▶ EXERCISE INSTRUCTIONS
Can you quote the data word for word from its first line up to and including the line with "[12,112,55,123]"? Leave the pictures out of your answer.

(Stored dataset items)
┌──

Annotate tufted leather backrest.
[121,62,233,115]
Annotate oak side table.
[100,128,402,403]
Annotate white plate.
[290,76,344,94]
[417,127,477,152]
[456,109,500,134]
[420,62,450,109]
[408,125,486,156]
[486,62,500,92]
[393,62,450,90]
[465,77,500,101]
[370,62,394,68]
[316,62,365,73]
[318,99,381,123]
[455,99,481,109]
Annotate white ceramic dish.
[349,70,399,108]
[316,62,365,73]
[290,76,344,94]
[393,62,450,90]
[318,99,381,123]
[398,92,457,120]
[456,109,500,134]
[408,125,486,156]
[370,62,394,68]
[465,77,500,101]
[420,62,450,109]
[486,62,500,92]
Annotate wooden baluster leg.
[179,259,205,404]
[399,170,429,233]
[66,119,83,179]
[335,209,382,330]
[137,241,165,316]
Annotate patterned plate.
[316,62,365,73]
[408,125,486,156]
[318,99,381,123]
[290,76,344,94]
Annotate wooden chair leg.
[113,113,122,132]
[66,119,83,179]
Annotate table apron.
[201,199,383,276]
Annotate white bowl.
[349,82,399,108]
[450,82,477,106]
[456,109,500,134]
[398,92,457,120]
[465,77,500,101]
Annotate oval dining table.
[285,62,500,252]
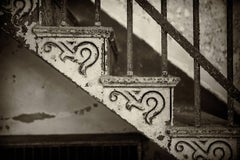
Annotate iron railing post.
[193,0,201,127]
[161,0,168,76]
[226,0,234,126]
[127,0,133,76]
[95,0,101,26]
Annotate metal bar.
[61,0,67,26]
[127,0,133,76]
[227,0,234,126]
[135,0,240,102]
[38,0,43,25]
[193,0,201,127]
[161,0,168,76]
[95,0,101,26]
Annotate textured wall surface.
[0,32,136,135]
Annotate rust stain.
[93,103,98,108]
[157,135,164,141]
[12,112,55,123]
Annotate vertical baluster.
[95,0,101,26]
[127,0,133,76]
[61,0,67,26]
[38,0,42,25]
[161,0,168,76]
[193,0,201,127]
[226,0,234,126]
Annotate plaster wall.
[0,32,137,135]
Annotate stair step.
[174,109,228,126]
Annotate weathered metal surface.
[171,138,237,160]
[127,0,133,76]
[136,0,240,102]
[193,0,201,127]
[95,0,101,26]
[0,0,35,27]
[161,0,168,76]
[100,76,179,149]
[167,126,240,138]
[33,26,112,100]
[100,76,180,88]
[226,0,234,126]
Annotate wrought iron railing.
[52,0,240,127]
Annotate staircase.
[1,0,240,159]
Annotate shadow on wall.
[68,0,239,122]
[0,31,137,134]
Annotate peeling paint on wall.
[12,113,55,123]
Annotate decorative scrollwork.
[109,90,165,125]
[175,140,233,160]
[43,41,99,76]
[0,0,34,26]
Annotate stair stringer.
[167,126,240,160]
[33,26,182,152]
[33,26,112,101]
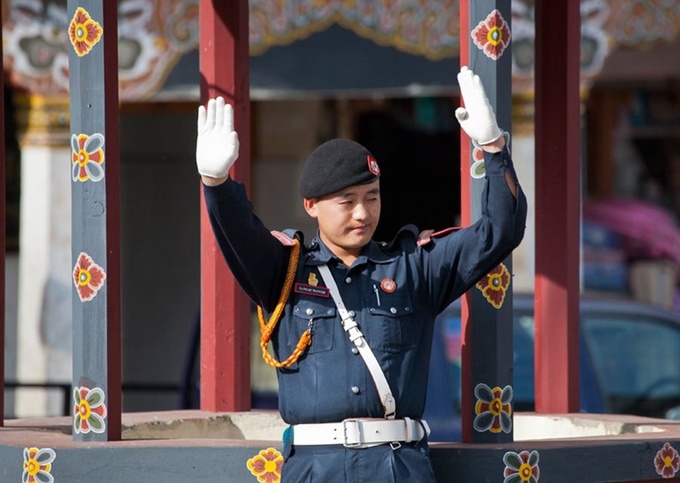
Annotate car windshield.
[581,313,680,417]
[428,302,680,428]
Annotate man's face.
[304,180,380,263]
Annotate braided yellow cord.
[257,239,312,368]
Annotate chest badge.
[380,278,397,293]
[293,272,331,298]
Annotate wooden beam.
[460,0,513,443]
[199,0,251,411]
[535,1,581,413]
[67,0,121,441]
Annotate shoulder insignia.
[271,230,295,247]
[380,225,418,250]
[416,226,461,247]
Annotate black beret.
[299,139,380,198]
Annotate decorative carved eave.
[3,0,680,101]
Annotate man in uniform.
[196,67,527,483]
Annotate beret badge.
[366,155,380,176]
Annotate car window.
[581,314,680,417]
[442,313,534,411]
[512,313,534,411]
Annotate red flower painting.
[73,253,106,302]
[68,7,103,57]
[471,10,510,60]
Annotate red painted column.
[458,0,474,443]
[535,1,581,413]
[0,4,7,426]
[199,0,250,411]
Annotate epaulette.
[380,225,418,250]
[271,228,305,247]
[416,226,461,247]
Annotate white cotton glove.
[196,97,238,178]
[456,66,503,145]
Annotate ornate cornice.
[3,0,680,101]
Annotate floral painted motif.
[503,451,541,483]
[472,384,512,433]
[471,10,510,60]
[654,443,680,478]
[475,263,510,309]
[246,448,283,483]
[470,146,486,179]
[21,448,57,483]
[68,7,103,57]
[73,387,107,434]
[71,133,104,182]
[2,0,198,99]
[73,253,106,302]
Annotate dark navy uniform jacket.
[204,150,527,483]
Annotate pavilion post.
[534,2,581,413]
[199,0,251,411]
[460,0,514,443]
[67,0,121,441]
[0,3,7,426]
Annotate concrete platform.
[0,411,680,483]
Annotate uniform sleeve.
[421,149,527,312]
[203,179,290,311]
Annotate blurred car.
[424,294,680,441]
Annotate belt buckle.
[342,419,361,448]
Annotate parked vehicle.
[425,294,680,441]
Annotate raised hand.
[196,97,239,179]
[456,66,503,145]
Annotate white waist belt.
[292,418,430,448]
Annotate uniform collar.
[305,232,396,266]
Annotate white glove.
[196,97,238,178]
[456,66,503,145]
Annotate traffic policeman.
[196,67,527,483]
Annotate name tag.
[293,282,331,298]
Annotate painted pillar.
[15,94,73,417]
[535,2,581,413]
[0,4,7,426]
[67,0,121,441]
[460,0,513,443]
[199,0,250,411]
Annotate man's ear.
[302,198,318,218]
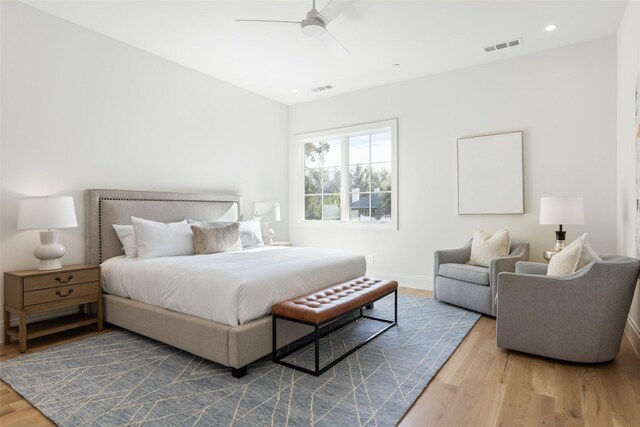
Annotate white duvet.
[102,247,366,326]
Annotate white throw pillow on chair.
[547,233,602,276]
[469,227,511,267]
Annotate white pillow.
[469,227,511,267]
[547,233,602,276]
[187,218,264,249]
[131,216,195,258]
[113,224,138,258]
[240,218,264,249]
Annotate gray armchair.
[433,239,529,316]
[496,255,640,363]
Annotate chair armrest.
[433,239,473,298]
[489,243,529,315]
[516,261,549,276]
[434,240,471,264]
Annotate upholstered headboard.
[85,190,242,264]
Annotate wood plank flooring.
[0,288,640,427]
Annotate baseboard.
[624,316,640,357]
[0,307,78,331]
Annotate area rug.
[0,295,480,427]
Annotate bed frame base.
[231,365,247,378]
[103,294,313,378]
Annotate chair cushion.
[547,233,602,276]
[469,227,511,267]
[438,263,489,286]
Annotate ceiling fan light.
[302,20,326,37]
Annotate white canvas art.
[458,132,524,215]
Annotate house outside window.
[296,120,398,229]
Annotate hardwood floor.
[0,288,640,427]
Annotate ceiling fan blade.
[236,19,302,25]
[320,29,349,58]
[320,0,356,22]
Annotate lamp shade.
[540,197,584,224]
[253,202,280,222]
[18,197,78,230]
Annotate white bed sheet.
[102,247,366,326]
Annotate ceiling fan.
[236,0,356,56]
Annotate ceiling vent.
[311,85,333,93]
[482,39,522,53]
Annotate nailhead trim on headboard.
[98,197,238,264]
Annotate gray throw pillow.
[191,223,242,255]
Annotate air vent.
[311,85,333,93]
[483,39,522,53]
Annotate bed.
[85,189,366,377]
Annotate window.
[296,120,397,229]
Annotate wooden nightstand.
[3,264,102,353]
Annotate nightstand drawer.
[24,268,100,292]
[24,282,100,307]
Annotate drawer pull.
[56,288,73,298]
[56,274,73,283]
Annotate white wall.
[0,1,288,324]
[289,38,616,288]
[617,1,640,352]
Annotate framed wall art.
[458,131,524,215]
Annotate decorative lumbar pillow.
[131,216,194,258]
[187,218,264,249]
[547,233,602,276]
[191,222,242,255]
[469,227,511,267]
[113,224,138,258]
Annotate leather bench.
[271,277,398,376]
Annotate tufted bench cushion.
[271,277,398,324]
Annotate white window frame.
[294,119,398,230]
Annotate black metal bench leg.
[231,365,247,378]
[393,289,398,324]
[315,325,320,375]
[271,315,278,362]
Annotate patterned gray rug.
[0,296,480,426]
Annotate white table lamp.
[540,197,584,261]
[18,197,78,270]
[253,202,280,245]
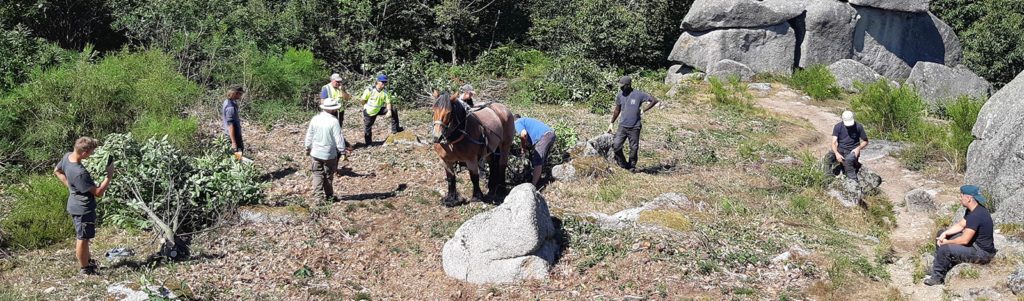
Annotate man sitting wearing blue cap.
[925,185,996,286]
[360,75,402,146]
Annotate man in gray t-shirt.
[53,137,114,274]
[608,76,657,171]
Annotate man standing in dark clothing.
[608,76,657,171]
[925,185,997,286]
[220,85,246,160]
[53,137,114,275]
[826,111,867,180]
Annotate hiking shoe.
[925,275,945,287]
[78,265,99,275]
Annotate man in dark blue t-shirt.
[608,76,657,171]
[53,137,114,274]
[515,116,557,186]
[826,111,867,180]
[925,185,997,286]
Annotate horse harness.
[433,101,505,156]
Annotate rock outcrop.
[828,58,881,93]
[667,0,964,83]
[965,72,1024,223]
[669,23,797,75]
[707,59,755,82]
[906,61,992,106]
[441,183,559,284]
[679,0,804,32]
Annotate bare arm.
[643,95,657,113]
[53,167,68,186]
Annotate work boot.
[925,275,945,287]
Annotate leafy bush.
[851,79,926,140]
[768,152,828,191]
[787,65,840,99]
[943,96,985,171]
[0,175,75,249]
[0,51,201,170]
[86,134,263,240]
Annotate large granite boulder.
[792,0,857,68]
[965,72,1024,223]
[669,23,797,75]
[707,59,755,82]
[441,183,558,284]
[680,0,804,32]
[850,0,931,12]
[906,61,992,106]
[828,58,881,93]
[853,6,963,80]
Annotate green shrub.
[0,51,201,170]
[943,96,985,171]
[85,134,263,234]
[768,152,828,191]
[851,79,926,140]
[0,174,75,249]
[788,65,840,99]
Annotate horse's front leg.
[441,162,462,207]
[466,160,483,202]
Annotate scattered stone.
[906,61,992,109]
[860,139,903,162]
[106,282,178,301]
[828,59,880,93]
[669,22,797,75]
[551,163,575,181]
[1007,265,1024,295]
[853,8,963,80]
[441,183,559,284]
[384,131,427,145]
[850,0,931,12]
[903,188,938,213]
[746,83,771,91]
[680,0,804,32]
[707,59,755,82]
[791,1,857,68]
[239,205,309,223]
[964,72,1024,223]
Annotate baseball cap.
[843,111,854,127]
[617,76,633,87]
[961,185,985,203]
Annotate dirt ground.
[0,80,1017,300]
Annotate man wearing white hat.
[826,111,867,180]
[305,98,348,201]
[319,74,352,124]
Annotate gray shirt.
[57,153,96,215]
[615,89,651,128]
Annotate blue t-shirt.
[615,89,651,128]
[515,118,553,144]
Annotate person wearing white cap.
[305,98,348,204]
[319,74,352,124]
[459,84,476,108]
[826,111,867,180]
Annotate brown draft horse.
[430,91,515,207]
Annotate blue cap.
[961,185,985,203]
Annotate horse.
[430,91,515,207]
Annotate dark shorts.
[530,131,555,166]
[71,211,96,241]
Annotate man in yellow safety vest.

└──

▶ FULL RESPONSE
Annotate tufted leather backrest.
[121,62,233,115]
Annotate oak side table.
[100,128,402,403]
Annotate white plate.
[290,76,344,94]
[417,127,477,152]
[456,109,500,134]
[420,62,450,109]
[408,125,486,156]
[486,62,500,92]
[393,62,450,90]
[465,77,500,101]
[370,62,394,68]
[316,62,365,73]
[318,99,381,123]
[455,99,481,109]
Annotate white ceramic dish.
[349,70,399,108]
[316,62,365,73]
[290,76,344,94]
[393,62,450,90]
[318,99,381,123]
[398,92,457,120]
[456,109,500,134]
[408,125,486,156]
[370,62,394,68]
[465,77,500,101]
[420,62,450,109]
[486,62,500,92]
Annotate wooden baluster leg.
[179,259,205,404]
[399,170,429,233]
[66,119,83,179]
[335,209,382,330]
[137,241,165,316]
Annotate patterned plate.
[316,62,365,73]
[408,125,486,156]
[318,99,381,123]
[290,76,344,94]
Annotate wooden chair leg.
[113,113,122,132]
[66,119,83,179]
Annotate table apron.
[201,199,383,276]
Annotate white bowl.
[349,82,399,108]
[450,82,477,106]
[456,109,500,134]
[398,92,457,120]
[465,77,500,101]
Annotate oval dining table.
[285,62,500,252]
Annotate iron railing post.
[193,0,201,127]
[161,0,168,76]
[226,0,234,126]
[127,0,133,76]
[95,0,101,26]
Annotate metal bar.
[61,0,67,26]
[127,0,133,76]
[227,0,234,126]
[135,0,240,102]
[38,0,43,25]
[193,0,201,127]
[161,0,168,76]
[95,0,101,26]
Annotate textured wall surface.
[0,32,136,135]
Annotate rust stain.
[93,103,98,108]
[157,135,164,141]
[12,112,55,123]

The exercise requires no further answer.